[TASK BRIEF]
Return each line of the data below that contains the string "mirror", treating uppercase and lowercase as different.

[SOURCE DATA]
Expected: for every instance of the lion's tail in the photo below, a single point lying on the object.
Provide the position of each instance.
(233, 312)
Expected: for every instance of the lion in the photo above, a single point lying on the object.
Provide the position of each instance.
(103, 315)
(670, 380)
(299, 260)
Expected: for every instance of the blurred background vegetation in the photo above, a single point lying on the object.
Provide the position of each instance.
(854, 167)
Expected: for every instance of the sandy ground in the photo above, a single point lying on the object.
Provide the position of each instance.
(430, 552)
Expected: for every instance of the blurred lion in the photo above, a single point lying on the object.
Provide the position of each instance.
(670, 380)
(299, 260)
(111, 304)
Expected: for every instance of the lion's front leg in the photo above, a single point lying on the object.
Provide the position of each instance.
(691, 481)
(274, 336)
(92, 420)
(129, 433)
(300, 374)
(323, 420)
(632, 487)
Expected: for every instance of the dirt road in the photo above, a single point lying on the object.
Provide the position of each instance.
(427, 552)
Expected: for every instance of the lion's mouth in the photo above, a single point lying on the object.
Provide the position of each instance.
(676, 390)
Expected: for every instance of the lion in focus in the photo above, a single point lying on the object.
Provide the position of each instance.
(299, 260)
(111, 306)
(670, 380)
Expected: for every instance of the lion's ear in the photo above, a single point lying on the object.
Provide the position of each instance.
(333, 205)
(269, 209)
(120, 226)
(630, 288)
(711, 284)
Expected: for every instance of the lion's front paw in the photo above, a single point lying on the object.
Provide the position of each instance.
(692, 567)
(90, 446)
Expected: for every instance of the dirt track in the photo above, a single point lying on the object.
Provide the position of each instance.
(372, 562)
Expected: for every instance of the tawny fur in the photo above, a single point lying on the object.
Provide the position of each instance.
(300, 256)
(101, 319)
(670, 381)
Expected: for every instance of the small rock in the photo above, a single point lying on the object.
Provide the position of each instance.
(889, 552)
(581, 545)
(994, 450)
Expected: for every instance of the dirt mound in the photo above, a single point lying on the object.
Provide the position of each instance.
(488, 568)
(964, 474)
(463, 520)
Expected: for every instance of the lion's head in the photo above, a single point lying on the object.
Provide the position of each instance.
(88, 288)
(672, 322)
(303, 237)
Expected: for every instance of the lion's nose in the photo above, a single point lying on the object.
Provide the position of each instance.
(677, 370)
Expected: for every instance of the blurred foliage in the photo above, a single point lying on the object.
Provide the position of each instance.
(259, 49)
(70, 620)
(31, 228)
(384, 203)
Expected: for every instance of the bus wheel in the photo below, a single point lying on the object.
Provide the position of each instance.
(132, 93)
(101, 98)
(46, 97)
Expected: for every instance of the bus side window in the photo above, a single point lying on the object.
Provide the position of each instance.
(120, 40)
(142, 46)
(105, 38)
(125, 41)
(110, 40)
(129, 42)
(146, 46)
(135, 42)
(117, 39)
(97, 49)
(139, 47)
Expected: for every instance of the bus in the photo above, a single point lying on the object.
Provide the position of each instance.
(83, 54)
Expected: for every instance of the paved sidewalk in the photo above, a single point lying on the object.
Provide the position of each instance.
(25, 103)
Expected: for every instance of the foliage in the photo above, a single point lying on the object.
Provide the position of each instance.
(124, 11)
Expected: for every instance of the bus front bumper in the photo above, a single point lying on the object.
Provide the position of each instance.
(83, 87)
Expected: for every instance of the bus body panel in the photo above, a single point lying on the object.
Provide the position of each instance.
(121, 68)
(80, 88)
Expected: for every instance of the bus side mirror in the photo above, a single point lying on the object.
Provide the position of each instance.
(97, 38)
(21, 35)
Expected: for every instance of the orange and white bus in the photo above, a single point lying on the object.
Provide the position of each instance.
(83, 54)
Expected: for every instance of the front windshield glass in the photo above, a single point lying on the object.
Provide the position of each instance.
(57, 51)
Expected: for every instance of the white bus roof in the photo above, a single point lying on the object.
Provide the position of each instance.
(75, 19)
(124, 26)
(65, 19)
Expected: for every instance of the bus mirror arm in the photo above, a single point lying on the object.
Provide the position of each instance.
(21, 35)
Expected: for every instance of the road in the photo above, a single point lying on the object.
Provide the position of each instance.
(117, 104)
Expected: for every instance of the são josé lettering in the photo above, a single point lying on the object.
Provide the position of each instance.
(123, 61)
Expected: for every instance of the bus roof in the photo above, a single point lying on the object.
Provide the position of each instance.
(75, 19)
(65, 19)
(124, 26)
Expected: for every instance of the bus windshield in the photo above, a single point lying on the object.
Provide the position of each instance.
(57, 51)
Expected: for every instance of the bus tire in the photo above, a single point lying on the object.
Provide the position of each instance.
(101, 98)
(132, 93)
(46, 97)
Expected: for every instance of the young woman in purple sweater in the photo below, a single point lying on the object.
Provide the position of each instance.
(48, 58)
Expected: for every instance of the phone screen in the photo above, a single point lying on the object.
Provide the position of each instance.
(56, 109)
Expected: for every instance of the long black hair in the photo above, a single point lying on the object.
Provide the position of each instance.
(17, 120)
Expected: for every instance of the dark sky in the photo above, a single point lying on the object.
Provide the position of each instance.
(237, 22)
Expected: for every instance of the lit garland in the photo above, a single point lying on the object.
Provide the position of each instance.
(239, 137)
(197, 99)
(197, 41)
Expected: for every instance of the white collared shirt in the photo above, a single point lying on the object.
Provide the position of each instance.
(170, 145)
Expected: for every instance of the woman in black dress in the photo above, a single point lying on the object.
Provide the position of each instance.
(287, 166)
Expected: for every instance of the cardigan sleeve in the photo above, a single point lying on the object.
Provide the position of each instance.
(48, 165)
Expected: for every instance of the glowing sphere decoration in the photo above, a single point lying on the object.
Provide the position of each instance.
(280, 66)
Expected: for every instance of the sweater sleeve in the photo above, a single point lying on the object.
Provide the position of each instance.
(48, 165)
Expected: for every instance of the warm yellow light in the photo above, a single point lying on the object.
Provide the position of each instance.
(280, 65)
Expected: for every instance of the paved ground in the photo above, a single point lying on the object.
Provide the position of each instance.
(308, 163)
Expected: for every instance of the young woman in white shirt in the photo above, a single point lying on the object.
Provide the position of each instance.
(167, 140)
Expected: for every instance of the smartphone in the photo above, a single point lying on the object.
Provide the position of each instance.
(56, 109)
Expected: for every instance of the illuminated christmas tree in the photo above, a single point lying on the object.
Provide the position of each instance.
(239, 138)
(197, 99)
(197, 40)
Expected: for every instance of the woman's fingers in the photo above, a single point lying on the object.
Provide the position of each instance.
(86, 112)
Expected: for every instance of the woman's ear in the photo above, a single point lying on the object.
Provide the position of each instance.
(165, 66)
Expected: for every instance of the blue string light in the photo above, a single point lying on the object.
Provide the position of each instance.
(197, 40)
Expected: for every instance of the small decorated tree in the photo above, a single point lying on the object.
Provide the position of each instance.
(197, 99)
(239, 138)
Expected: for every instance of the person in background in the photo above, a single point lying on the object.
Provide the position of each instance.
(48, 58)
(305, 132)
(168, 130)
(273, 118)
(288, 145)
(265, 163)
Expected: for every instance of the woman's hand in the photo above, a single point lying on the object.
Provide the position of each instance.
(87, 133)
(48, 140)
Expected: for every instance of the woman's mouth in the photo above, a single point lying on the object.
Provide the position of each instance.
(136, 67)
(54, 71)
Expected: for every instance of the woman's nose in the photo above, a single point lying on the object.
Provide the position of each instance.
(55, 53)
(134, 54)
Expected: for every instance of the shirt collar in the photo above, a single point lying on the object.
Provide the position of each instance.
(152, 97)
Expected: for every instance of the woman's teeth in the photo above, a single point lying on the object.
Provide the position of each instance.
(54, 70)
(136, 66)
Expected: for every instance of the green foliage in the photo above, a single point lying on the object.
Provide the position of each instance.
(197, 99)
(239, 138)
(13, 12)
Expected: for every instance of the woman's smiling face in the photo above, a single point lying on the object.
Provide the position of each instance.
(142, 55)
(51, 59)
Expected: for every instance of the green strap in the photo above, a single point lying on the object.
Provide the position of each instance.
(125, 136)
---
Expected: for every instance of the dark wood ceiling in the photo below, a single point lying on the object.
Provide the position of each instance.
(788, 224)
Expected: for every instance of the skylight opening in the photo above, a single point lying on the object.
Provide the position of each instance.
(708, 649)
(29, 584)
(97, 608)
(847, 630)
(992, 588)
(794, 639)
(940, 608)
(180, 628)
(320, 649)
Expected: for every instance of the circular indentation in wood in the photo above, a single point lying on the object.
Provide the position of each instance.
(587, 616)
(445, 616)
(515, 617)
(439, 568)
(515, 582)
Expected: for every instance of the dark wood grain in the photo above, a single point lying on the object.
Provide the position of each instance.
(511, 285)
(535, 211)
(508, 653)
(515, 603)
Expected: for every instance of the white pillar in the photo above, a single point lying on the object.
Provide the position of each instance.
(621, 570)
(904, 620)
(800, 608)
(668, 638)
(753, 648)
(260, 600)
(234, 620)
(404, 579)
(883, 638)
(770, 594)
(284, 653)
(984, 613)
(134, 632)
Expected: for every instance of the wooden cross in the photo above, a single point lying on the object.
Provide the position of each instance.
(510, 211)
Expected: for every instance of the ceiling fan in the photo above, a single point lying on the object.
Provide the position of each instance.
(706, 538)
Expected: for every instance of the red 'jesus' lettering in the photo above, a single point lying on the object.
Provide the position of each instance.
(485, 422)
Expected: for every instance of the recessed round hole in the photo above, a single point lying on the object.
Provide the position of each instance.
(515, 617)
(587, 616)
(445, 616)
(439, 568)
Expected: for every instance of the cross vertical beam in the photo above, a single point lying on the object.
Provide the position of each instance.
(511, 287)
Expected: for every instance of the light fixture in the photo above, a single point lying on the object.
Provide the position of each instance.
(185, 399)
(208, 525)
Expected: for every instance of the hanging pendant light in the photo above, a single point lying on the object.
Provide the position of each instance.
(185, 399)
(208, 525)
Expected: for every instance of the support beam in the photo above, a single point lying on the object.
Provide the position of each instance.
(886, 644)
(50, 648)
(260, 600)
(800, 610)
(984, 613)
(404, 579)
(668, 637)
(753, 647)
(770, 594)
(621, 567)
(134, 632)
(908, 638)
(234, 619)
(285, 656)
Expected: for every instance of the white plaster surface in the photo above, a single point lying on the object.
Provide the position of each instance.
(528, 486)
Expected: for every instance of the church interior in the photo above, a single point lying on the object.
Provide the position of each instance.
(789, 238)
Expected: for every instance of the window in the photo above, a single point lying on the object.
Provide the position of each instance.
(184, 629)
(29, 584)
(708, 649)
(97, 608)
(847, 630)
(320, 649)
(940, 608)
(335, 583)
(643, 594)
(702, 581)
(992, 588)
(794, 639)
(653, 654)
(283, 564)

[FINAL ANSWER]
Expected: for every instance of the bus side mirror in the photo above, a single point lying on the object.
Expected: for every instance of the bus mirror arm in the photo above, a single point lying on the object.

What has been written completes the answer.